Meikarta, Gentrifikasi dan Marjinalisasi
Fenomena “urban sprawl” dibarengi dengan “gentrifikasi”. Istilah terakhir ini melukiskan peralihan lahan dari kampung kumuh (pedesaan) menjadi kompleks perkotaan mewah. “Gentrifikasi” mengusir penduduk desa dan meminggirkan mereka makin marjinal.
Perluasan “urban sprawl” hingga Karawang, Sukabumi, Bandung dan Purwakarta juga akan melahap lahan-lahan pertanian produktif. Ini akan mempersulit pemerintah dalam memenuhi swasembada pangan. Yang lebih parah: menghancurkan sektor pertanian makin menjadi-jadi.
Tiap orang membutuhkan air bersih. Puluhan juta akan membutuhkan pasokan air bersih secara fantastis. Tapi, “urban sprawl” akan merusak daerah hulu sungai-sungai besar Ciliwung, Citarum dan Citandui. Ini akan mengurangi resapan air, memperkecil pasokan air bersih, pada saat yang sama memperbanyak air limpahan berupa banjir.

☆ ☆ ☆ ☆

- **Deskripsi Tugas**
Tulis ulang tanpa perubahan bagian teks tentang Meikarta di atas antara "Tiap orang membutuhkan" dan "limpahan berupa banjir.", termasuk kedua ujungnya.

- **Data Tercatat**
☆ ☆ ☆ ☆

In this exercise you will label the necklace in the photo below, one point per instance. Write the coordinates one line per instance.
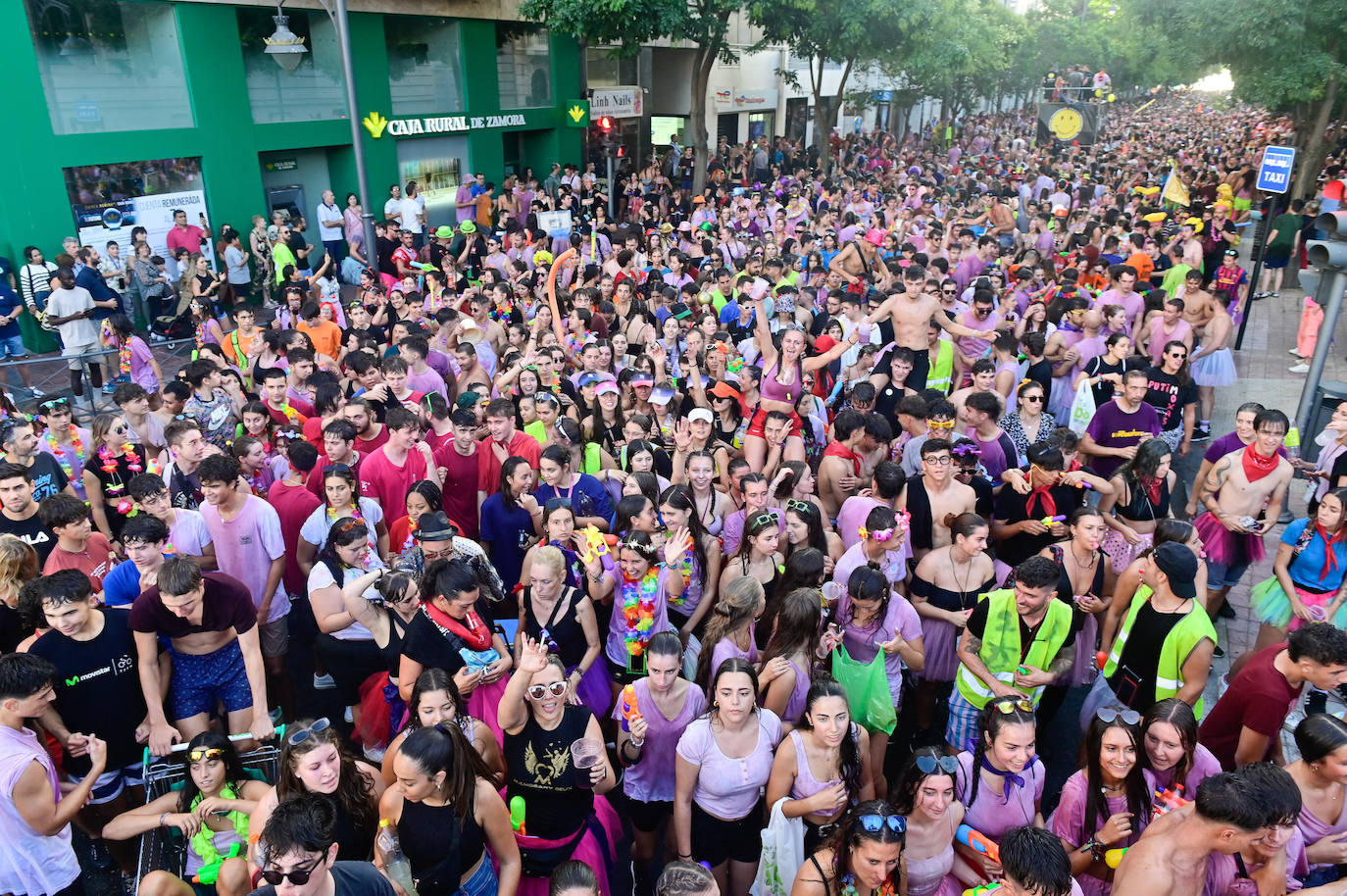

☆ ☆ ☆ ☆

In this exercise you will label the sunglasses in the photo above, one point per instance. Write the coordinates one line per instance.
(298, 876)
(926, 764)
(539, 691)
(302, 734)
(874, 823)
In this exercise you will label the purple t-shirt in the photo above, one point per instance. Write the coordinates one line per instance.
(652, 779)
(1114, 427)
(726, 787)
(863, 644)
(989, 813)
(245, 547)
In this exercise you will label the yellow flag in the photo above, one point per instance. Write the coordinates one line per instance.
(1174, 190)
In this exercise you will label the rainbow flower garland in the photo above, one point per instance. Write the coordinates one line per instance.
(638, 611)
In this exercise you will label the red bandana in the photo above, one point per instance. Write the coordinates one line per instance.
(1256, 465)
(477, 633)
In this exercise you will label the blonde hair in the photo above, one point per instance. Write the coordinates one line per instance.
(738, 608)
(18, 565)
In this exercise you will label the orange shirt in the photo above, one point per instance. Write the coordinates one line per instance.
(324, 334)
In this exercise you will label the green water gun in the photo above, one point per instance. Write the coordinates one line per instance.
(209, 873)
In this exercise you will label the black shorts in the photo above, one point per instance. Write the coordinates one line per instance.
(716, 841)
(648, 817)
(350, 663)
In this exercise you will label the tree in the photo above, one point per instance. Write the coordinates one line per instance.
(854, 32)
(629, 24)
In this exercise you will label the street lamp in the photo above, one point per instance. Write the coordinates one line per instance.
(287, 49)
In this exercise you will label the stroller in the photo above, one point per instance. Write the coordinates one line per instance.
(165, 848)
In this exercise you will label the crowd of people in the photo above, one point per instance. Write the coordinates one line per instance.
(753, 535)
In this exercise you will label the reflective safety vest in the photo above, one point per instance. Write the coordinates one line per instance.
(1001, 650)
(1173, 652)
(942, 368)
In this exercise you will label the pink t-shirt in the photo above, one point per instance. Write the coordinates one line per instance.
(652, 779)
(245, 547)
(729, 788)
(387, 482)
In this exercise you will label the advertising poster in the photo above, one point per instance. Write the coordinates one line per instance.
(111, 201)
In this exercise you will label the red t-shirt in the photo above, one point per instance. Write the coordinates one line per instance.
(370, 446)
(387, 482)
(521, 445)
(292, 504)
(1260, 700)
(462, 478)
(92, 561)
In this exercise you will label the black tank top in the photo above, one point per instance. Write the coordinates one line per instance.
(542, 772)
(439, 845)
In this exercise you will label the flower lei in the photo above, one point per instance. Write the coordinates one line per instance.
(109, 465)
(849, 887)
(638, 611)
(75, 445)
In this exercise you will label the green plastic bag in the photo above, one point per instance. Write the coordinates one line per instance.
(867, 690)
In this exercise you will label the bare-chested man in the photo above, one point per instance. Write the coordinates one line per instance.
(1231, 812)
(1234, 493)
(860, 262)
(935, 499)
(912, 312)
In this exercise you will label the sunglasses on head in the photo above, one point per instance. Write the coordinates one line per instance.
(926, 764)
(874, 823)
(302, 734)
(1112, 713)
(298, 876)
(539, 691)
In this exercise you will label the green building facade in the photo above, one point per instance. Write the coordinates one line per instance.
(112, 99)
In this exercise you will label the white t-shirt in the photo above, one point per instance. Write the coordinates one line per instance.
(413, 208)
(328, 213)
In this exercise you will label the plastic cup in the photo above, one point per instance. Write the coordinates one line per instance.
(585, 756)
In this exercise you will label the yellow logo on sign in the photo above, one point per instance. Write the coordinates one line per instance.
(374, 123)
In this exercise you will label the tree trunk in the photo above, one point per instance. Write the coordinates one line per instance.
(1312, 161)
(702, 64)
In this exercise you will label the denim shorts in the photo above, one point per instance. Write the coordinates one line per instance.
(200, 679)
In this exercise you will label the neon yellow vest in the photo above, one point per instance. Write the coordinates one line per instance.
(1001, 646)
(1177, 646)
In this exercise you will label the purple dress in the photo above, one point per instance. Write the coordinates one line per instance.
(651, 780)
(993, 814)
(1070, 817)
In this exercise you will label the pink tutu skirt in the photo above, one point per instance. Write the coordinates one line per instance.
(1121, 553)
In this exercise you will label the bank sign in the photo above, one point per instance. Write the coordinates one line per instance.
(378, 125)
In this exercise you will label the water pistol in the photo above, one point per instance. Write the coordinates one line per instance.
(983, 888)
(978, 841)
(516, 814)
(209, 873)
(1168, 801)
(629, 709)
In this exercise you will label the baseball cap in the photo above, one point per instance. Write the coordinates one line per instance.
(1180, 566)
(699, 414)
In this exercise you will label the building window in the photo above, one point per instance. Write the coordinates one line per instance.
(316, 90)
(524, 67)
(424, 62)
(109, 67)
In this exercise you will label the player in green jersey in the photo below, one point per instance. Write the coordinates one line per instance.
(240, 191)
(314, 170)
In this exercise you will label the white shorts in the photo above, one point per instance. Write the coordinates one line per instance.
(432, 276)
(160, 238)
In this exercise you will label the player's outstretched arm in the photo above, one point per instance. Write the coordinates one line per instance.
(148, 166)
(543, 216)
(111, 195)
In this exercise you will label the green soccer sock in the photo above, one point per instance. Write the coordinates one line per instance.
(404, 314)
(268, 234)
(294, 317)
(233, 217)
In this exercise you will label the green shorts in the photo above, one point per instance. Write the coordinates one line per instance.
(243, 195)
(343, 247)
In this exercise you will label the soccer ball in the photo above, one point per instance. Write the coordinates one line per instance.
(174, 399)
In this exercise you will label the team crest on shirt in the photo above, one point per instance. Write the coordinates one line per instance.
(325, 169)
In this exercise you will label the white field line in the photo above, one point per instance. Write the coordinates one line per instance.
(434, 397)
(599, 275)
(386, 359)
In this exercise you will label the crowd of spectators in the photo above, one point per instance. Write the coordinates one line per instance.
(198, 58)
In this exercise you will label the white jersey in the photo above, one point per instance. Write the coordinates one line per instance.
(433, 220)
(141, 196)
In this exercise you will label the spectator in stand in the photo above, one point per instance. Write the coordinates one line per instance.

☆ ☆ ☆ ☆

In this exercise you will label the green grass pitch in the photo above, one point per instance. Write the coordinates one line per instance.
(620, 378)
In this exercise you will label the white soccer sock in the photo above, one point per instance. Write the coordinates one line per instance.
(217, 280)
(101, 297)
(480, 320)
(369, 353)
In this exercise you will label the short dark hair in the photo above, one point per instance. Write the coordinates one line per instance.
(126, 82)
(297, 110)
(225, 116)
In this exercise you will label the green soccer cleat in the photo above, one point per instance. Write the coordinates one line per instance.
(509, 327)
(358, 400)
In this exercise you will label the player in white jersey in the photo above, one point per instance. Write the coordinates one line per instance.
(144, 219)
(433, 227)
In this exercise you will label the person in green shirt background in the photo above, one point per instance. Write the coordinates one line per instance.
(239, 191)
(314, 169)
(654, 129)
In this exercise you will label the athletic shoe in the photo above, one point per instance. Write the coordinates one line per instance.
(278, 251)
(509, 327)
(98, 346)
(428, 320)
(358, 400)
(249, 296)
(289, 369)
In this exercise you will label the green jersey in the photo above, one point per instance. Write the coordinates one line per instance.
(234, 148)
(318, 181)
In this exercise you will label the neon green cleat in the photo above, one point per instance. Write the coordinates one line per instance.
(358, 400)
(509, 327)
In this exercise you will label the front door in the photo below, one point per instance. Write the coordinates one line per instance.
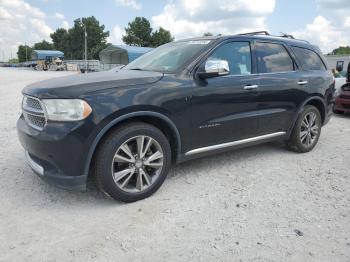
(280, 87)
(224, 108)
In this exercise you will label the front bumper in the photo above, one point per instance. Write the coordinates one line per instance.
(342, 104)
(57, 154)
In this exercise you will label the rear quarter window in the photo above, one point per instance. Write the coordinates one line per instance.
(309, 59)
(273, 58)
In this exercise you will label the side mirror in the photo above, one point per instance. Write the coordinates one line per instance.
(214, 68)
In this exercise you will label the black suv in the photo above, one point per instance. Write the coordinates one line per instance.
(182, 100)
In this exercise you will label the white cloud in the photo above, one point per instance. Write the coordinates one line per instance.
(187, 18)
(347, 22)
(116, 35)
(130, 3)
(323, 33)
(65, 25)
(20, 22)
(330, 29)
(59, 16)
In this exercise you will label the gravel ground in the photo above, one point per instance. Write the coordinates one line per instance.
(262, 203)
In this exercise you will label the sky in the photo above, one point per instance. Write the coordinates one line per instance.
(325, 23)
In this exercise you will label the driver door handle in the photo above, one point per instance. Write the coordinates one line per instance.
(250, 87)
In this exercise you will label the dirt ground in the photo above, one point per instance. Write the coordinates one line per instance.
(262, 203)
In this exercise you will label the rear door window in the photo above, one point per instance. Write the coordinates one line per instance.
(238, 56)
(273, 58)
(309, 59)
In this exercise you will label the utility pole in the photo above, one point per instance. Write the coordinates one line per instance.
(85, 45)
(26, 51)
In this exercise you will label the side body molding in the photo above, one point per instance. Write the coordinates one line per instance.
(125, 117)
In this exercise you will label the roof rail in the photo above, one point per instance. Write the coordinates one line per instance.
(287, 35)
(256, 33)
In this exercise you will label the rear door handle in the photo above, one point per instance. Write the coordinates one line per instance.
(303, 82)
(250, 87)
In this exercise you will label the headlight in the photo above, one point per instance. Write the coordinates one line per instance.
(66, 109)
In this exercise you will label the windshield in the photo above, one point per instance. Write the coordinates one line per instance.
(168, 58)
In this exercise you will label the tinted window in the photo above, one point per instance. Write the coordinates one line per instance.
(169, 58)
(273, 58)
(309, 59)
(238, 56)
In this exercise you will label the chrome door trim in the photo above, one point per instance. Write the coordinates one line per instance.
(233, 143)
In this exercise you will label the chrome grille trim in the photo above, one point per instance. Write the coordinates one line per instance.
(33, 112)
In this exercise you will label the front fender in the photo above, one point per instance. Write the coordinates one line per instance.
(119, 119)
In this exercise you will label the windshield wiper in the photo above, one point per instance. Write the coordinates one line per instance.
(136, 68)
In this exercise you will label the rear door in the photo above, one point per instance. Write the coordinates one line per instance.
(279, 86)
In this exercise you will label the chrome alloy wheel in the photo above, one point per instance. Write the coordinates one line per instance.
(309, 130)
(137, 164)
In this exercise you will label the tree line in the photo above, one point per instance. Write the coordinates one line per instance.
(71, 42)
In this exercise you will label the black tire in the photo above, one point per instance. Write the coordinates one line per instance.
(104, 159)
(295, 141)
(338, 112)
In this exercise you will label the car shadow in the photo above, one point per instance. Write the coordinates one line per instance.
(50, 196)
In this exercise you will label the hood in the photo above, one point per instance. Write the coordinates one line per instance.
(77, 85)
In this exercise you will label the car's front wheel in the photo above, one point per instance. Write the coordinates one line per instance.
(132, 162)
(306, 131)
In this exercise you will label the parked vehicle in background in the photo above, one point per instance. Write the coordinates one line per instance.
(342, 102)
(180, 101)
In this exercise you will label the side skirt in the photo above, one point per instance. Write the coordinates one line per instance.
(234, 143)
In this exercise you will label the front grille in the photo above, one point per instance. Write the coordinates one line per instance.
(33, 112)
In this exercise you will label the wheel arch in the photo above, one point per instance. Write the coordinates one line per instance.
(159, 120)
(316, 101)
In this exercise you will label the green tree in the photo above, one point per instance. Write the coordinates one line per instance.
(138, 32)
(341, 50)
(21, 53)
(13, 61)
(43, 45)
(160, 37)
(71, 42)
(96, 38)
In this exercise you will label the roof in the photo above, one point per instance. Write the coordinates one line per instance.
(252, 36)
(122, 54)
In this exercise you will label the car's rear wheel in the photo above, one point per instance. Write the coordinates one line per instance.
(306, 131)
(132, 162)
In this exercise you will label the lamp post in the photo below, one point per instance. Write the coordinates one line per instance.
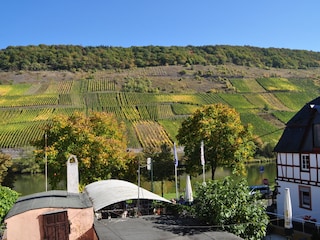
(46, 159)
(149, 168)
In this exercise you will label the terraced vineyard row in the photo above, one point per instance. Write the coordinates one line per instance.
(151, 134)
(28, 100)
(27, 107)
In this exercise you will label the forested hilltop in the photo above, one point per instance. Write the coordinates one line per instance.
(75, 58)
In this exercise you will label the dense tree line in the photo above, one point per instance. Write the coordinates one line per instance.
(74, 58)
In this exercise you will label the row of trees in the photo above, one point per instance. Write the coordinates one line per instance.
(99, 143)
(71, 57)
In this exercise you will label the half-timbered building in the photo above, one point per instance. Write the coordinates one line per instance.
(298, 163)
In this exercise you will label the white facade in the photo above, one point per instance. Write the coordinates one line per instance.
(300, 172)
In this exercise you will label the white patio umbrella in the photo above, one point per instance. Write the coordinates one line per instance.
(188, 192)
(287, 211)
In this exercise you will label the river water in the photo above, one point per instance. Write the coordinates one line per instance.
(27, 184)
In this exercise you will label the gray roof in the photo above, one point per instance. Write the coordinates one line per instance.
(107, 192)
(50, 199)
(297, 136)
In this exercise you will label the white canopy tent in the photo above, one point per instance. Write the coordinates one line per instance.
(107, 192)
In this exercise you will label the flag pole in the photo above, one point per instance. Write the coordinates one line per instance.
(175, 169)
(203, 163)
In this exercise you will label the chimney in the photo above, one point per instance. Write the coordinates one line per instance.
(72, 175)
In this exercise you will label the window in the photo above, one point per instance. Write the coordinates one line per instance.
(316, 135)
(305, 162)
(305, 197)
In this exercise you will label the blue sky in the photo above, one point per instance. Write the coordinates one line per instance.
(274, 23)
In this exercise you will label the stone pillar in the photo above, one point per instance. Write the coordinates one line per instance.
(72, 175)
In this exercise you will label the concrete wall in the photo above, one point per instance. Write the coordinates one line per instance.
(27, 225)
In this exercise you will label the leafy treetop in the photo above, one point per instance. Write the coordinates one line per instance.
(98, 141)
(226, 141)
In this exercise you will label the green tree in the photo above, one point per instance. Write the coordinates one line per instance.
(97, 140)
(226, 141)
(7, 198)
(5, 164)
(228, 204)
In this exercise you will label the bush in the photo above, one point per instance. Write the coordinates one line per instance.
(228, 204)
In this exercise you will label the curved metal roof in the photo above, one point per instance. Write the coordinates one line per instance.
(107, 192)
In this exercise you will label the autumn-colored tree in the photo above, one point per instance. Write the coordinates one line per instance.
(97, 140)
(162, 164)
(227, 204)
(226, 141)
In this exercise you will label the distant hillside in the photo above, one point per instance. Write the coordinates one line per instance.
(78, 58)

☆ ☆ ☆ ☆

- **Soal Terjawab**
Tiap orang membutuhkan air bersih. Puluhan juta akan membutuhkan pasokan air bersih secara fantastis. Tapi, “urban sprawl” akan merusak daerah hulu sungai-sungai besar Ciliwung, Citarum dan Citandui. Ini akan mengurangi resapan air, memperkecil pasokan air bersih, pada saat yang sama memperbanyak air limpahan berupa banjir.